(EXTRAIT DU TEXTE)
- - -

En cas de manifestation aiguë, d’essoufflement interdisant de s’allonger, il ne faut pas hésiter à appeler le SAMU.

Comment et pourquoi l’activité physique améliore-t-elle la vie des patients insuffisants cardiaques ?

L’insuffisance cardiaque gêne l’effort, en raison d’une part d’un fonctionnement moins efficace de la « pompe » cardiaque, et d’autre part à cause d’anomalies périphériques,  musculaires (perte de muscles, diminution des enzymes et des mitochondries qui servent à l’utilisation musculaire de l’oxygène et donc au fonctionnement musculaire) et vasculaires (fonctionnement des vaisseaux sanguins conditionnant l’apport du sang aux muscles, vaisseaux qui perdent leur capacité à se dilater, et donc à augmenter le flux sanguin à l’effort). Il existe également des troubles des systèmes énergétiques et des récepteurs articulaires à l’effort. Toutes ces anomalies combinées fatiguent et essoufflent les patients à l’effort.

En sollicitant régulièrement le système cardio-circulatoire et musculaire, la pratique régulière d’exercices physiques normalise progressivement ces anomalies, à condition que cette activité soit adaptée en termes de type et d’intensité.

- - -

(DONNÉES FOURNIES)
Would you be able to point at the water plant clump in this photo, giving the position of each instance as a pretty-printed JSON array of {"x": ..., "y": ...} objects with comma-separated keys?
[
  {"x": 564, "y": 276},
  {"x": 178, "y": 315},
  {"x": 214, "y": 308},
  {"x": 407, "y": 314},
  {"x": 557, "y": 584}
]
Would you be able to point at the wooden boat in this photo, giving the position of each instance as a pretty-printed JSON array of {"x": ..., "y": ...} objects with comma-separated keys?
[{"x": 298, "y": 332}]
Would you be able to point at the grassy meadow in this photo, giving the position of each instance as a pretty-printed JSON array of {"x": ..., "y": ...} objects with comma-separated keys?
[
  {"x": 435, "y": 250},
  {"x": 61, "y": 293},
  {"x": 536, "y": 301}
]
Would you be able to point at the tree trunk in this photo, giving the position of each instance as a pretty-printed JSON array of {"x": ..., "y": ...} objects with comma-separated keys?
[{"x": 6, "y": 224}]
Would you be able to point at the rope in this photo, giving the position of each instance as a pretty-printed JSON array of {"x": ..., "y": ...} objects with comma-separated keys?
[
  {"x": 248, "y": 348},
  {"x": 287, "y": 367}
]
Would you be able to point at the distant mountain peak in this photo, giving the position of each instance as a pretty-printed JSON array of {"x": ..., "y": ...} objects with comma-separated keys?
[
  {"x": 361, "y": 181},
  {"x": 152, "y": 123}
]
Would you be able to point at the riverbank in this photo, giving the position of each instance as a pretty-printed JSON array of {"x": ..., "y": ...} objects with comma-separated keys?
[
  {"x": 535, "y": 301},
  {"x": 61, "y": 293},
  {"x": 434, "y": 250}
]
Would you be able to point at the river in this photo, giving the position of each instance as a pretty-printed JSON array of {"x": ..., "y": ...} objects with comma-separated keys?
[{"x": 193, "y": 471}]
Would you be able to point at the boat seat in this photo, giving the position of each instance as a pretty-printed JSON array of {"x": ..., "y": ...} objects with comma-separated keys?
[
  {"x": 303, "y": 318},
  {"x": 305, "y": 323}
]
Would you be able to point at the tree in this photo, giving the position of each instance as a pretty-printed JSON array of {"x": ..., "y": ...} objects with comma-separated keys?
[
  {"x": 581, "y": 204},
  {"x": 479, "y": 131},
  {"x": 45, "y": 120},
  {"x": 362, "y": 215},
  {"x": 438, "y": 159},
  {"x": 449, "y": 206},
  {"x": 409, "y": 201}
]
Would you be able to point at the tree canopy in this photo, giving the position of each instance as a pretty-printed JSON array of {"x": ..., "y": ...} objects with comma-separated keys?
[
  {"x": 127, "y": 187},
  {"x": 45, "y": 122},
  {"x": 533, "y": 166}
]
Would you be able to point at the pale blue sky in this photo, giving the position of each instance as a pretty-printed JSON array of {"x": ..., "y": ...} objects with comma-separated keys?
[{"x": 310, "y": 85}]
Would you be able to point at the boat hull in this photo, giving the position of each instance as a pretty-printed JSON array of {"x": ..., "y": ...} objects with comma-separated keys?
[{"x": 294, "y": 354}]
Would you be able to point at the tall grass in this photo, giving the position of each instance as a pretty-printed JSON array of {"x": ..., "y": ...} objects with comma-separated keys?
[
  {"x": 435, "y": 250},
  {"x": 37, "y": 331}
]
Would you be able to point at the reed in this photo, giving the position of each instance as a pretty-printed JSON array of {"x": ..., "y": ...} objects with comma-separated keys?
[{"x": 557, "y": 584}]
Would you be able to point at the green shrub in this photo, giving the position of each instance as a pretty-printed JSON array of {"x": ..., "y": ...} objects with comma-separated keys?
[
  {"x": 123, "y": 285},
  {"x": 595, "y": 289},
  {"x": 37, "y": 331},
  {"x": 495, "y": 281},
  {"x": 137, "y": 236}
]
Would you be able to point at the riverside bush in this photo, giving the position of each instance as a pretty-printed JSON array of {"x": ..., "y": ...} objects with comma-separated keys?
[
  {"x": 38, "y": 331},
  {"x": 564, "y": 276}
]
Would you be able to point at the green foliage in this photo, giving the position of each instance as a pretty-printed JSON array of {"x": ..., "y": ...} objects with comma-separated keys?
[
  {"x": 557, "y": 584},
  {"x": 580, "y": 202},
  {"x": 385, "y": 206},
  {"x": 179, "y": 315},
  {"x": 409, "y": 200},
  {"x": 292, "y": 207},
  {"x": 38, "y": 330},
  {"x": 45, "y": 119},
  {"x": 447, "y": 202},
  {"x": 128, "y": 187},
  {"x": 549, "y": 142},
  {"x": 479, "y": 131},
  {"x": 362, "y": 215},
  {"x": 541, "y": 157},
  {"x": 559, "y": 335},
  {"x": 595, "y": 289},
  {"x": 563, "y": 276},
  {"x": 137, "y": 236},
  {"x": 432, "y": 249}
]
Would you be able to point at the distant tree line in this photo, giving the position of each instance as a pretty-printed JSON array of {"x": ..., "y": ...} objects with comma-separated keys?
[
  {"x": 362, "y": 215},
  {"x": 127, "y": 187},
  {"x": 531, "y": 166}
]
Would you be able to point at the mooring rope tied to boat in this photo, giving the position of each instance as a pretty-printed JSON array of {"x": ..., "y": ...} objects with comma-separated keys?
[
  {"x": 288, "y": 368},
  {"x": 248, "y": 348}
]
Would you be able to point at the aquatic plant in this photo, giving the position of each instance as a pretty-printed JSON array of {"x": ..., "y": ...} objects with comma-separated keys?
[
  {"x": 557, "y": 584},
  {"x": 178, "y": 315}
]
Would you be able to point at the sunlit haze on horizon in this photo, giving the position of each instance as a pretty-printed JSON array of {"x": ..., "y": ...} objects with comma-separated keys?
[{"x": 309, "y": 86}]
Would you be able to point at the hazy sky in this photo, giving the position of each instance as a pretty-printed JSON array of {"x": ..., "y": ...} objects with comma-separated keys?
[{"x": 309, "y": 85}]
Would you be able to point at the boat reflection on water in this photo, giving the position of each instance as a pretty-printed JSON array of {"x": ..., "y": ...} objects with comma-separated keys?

- - -

(CONSIGNE)
Rédigez la suite du texte sur l'insuffisance cardiaque et l'activité physique, en partant de sa dernière phrase.

(RÉSULTAT DE L'EXERCICE)
Il est souvent bénéfique de proposer à ces patients, souvent très déconditionnés à l’effort, de passer par une phase de réadaptation cardiaque encadrée dans des services spécialisés. En effet, entre l’appréhension de « faire du sport » seul et d’encourir des incidents, et celle de ne pas savoir « quoi faire » ou « comment faire », sans compter la gêne importante à l’effort, décourageante, peu de patients se mettent spontanément à l’exercice seuls. La réadaptation permet de les initier à l’exercice physique, en toute sécurité, avec des coachs et une équipe médicale et paramédicale formée à la pathologie. Elle consiste en un réentraînement progressif en endurance (sur vélo ou sur tapis, en charge continue et si possible avec des exercices « fractionnés » en Interval Training), associé à une activité de renforcement musculaire qui améliore la force périphérique et l’utilisation musculaire de l’oxygène ainsi que leur vascularisation. Les bénéfices s’observent assez rapidement, en 6-8 semaines à raison de 2-3 entraînements par semaine.

L’activité physique constitue un médicament aussi important que les nombreuses pilules prescrites, et doit être prise comme telle : on ne doit pas l’oublier ou la négliger, au même titre que les médicaments. Elle devrait être prescrite à dose optimale pour chaque patient, tout comme les autres traitements !

Malheureusement, si cette activité physique n’est pas maintenue régulièrement (au moins 3 fois par semaine pendant au moins 30 minutes, avec idéalement une activité de renforcement musculaire en plus), les bénéfices de la réadaptation se perdent entièrement en moins de 2 mois, avec réapparition de l’essoufflement à l’effort et la perte d’autonomie liée à la gêne dans les activités quotidiennes (faire les courses, sortir de chez soi, prendre le métro…). L’activité physique étant également un des éléments clés pour diminuer les décompensations, les hospitalisations et les décès.

Il est donc indispensable de s’investir dans une activité physique motivante et adaptée à sa pathologie : le plaisir représente une part importante de la motivation et, en cela, le golf constitue une option très adaptée à la problématique, réunissant une activité d’endurance et de groupe, motivant par sa sociabilité sa pratique régulière. Plein air, paysages, bon moment entre joueurs ou long moment pour soi, tout concourt à conseiller ce sport aux insuffisants cardiaques.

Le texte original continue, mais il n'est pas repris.